**Dataset entries:**
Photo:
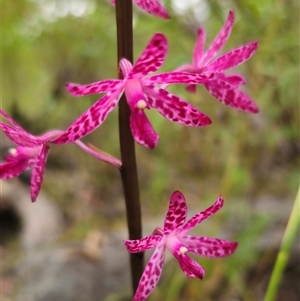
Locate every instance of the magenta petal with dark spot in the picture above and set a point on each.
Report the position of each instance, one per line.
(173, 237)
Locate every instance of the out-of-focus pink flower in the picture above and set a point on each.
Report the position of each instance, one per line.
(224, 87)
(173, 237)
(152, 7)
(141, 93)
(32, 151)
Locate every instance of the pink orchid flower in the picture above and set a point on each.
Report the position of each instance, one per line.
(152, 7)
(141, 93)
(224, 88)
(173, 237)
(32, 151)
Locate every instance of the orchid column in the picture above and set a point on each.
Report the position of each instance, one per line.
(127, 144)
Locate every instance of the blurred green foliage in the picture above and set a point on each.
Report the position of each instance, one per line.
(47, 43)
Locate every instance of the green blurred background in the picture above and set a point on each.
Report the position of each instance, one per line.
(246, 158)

---

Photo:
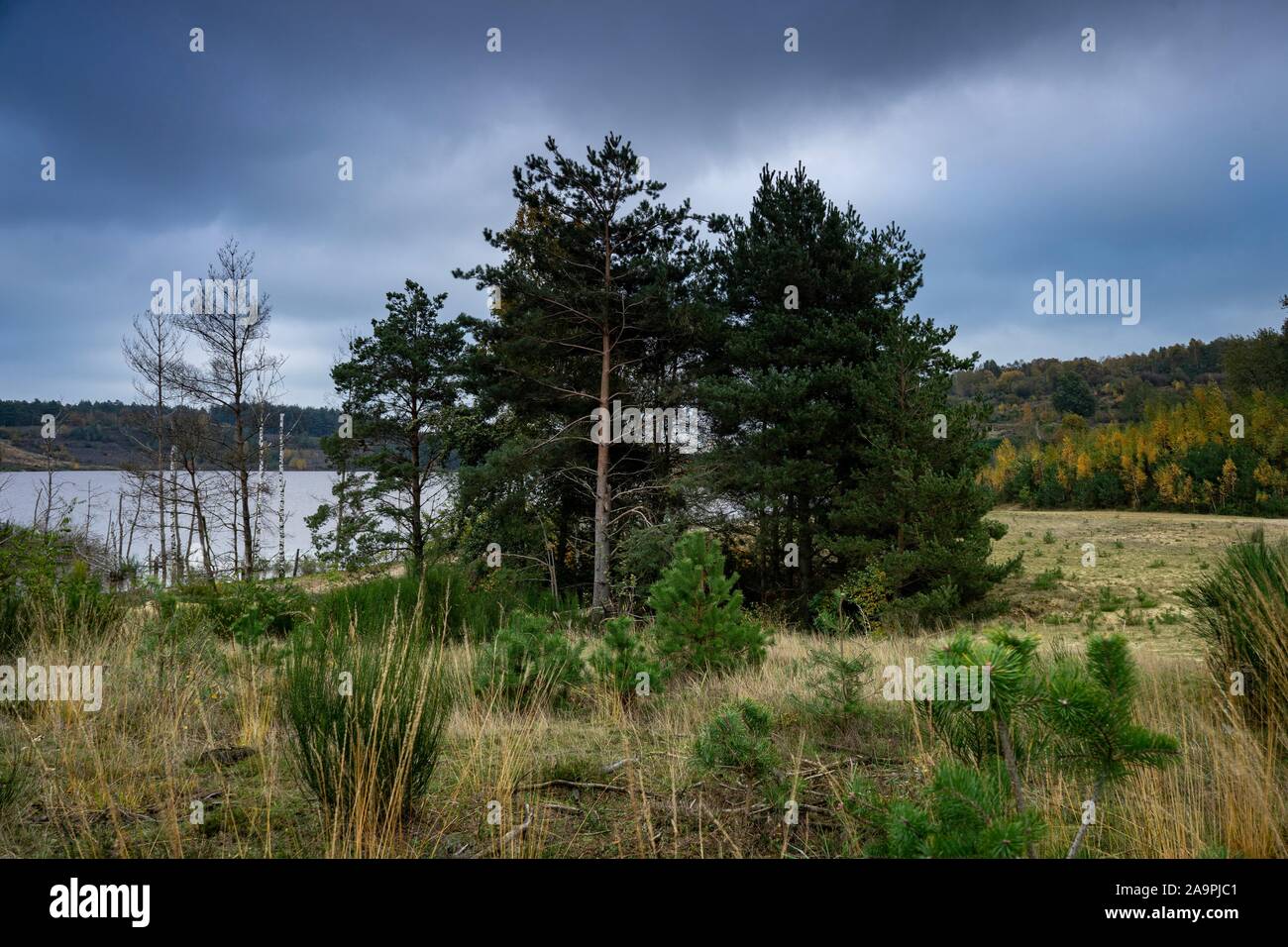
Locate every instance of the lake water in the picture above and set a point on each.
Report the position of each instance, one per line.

--

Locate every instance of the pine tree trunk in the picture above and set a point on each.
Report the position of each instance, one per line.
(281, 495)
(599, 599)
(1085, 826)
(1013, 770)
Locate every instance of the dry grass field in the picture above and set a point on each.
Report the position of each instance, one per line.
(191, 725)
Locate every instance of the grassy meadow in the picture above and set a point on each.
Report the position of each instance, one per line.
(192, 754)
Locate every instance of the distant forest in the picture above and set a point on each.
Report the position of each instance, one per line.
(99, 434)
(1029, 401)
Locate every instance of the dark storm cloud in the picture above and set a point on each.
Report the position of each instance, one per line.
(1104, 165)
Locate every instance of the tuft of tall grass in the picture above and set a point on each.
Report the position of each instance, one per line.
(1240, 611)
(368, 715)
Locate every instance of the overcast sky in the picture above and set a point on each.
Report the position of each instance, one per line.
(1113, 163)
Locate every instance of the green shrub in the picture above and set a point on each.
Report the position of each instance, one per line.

**Problem details:**
I'd like the lines above from the one with "Locate every instance of the pine" up to and including the one with "Locate every instance of the tuft" copied exactly, with no other lines.

**Result for this task:**
Locate every instance of the pine tree trunk in the picture above and set a point on each.
Report the position of each instance, one per line.
(281, 495)
(599, 599)
(1085, 826)
(1013, 770)
Locate every instance of the dry grass field in the picture above and set a point on each.
Report the position of each instance, one per line.
(191, 725)
Locate every instance of the grassy meadow in the picture above and set a point on each.
Report the position of each instance, one per line.
(192, 754)
Locate every instance of the distant forest in the picture above and set a point on each.
Report the position of each instance, one per line.
(99, 434)
(1029, 401)
Locate every instance of the dark storm cloud in the picture above and set a point on each.
Report the position of each instance, one per line.
(1104, 165)
Locate every instance of the tuft of tall grass in the picture above and set a point on each.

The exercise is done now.